▶ [Job a]: Repeat the dataset rows from the line containing "floor and put a dot on each instance?" through the end of the rows, both ends included, with each request kept as is. Multiply every point coordinate in the answers by 0.35 and round to whole numbers, with halves rounded up.

* start Selected passage *

A collaborative exhibition between artists Clare Wigney and Gabriella Lo Presti, ‘Unearthly Bodies’ presents a series of portraits – ghosts, celebrities, lace, aliens, religion, gardens – as simulations construct our reality, there is little separation between myth, fact, truth and speculation - mortal and supernatural worlds have fused into contemporary life. The exhibition conjures doubt within themes of authenticity, fiction and otherness - questioning notions of representation earthly, otherworldly and the infinite.
Gabriella Lo Presti works across photography, sculpture and installation – interested in the oscillation between place and placelessness, the real and the reproduced, ornament and function, the private and the public; her practice engages with realisations of identity through aesthetic features of the everyday. Fascinated by narratives of the extraterrestrial, mythological and non-place, Lo Presti examines how we locate ourselves between the physical and the versions of culture, history, imagery and reality in contemporaneity.

* end Selected passage *
* start Material supplied *

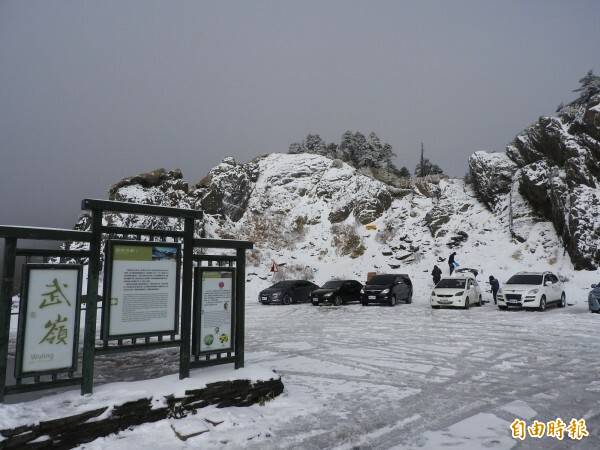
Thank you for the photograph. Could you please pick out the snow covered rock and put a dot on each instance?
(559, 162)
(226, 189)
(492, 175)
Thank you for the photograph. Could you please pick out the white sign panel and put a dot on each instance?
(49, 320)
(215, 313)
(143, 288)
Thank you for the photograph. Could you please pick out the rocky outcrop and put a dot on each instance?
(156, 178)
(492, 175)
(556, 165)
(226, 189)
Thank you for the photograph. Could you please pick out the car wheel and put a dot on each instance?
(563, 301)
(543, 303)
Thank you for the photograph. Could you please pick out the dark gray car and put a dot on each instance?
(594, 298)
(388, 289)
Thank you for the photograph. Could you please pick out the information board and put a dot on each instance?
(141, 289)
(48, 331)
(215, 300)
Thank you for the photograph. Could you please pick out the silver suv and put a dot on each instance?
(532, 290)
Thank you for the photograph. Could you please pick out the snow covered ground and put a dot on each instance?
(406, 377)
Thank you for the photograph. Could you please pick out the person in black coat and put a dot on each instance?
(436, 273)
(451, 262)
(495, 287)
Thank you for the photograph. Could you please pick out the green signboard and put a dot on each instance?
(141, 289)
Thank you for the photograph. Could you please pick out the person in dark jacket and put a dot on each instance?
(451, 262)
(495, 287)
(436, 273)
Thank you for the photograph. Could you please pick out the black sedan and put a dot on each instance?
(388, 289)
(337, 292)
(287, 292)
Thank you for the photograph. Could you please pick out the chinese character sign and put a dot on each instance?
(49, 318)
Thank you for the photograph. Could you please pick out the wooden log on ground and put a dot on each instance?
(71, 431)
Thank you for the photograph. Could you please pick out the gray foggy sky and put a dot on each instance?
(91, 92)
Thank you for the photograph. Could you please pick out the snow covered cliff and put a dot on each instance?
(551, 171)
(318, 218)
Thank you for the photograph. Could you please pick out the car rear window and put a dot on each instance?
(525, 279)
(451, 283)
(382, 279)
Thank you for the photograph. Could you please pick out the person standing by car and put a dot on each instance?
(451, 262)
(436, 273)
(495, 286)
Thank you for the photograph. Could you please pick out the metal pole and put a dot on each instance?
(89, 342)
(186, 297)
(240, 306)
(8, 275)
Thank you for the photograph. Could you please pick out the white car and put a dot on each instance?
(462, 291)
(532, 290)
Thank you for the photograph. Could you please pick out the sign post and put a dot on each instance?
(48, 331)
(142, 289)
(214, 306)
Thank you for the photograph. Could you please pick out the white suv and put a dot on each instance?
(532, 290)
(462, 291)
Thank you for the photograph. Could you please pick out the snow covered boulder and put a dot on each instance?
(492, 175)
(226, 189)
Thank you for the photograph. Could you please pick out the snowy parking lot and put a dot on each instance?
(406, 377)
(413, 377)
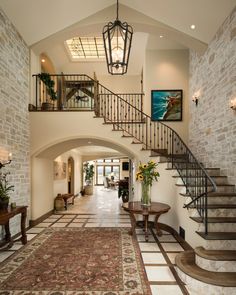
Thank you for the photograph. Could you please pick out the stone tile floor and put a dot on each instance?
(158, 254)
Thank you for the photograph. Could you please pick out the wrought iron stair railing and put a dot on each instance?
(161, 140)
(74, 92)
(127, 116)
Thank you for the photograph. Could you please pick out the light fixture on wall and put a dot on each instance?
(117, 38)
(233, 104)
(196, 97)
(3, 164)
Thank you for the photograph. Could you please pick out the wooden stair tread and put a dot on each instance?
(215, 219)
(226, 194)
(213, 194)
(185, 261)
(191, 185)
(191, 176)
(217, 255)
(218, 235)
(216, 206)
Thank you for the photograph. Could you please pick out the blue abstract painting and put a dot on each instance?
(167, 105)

* end Material supplied *

▶ [Job b]: Summarize the exhibition description in two sentences.

▶ [Worked solution a]:
Thank you for the photograph. Could you please pick out the stone tile floor and put a dot on each instance?
(55, 89)
Thank you for the photograph. Could you please pick out the wrought iron stair railing and put a dot on each instance?
(56, 49)
(26, 32)
(44, 41)
Thank you for the photograph. Could you please pick out the light fixture on wall and put a dot on each instance?
(41, 13)
(82, 36)
(69, 34)
(1, 57)
Thank you for the photograph. Could you please pick out the wooden stair tread and put a dot on each instance?
(75, 77)
(79, 68)
(75, 68)
(65, 91)
(67, 65)
(67, 62)
(76, 89)
(76, 82)
(76, 72)
Thank you for the photograph. Could you please pick out the blue abstract painting and put a dot on each instance?
(58, 37)

▶ [Worked solution b]: "Unearthly Bodies" is a collaborative exhibition by Clare Wigney and Gabriella Lo Presti that presents portraits of ghosts, celebrities, lace, aliens, religion and gardens and raises doubt around authenticity, fiction and otherness. Lo Presti works across photography, sculpture and installation and examines how we locate ourselves between the physical world and versions of culture, history, imagery and reality.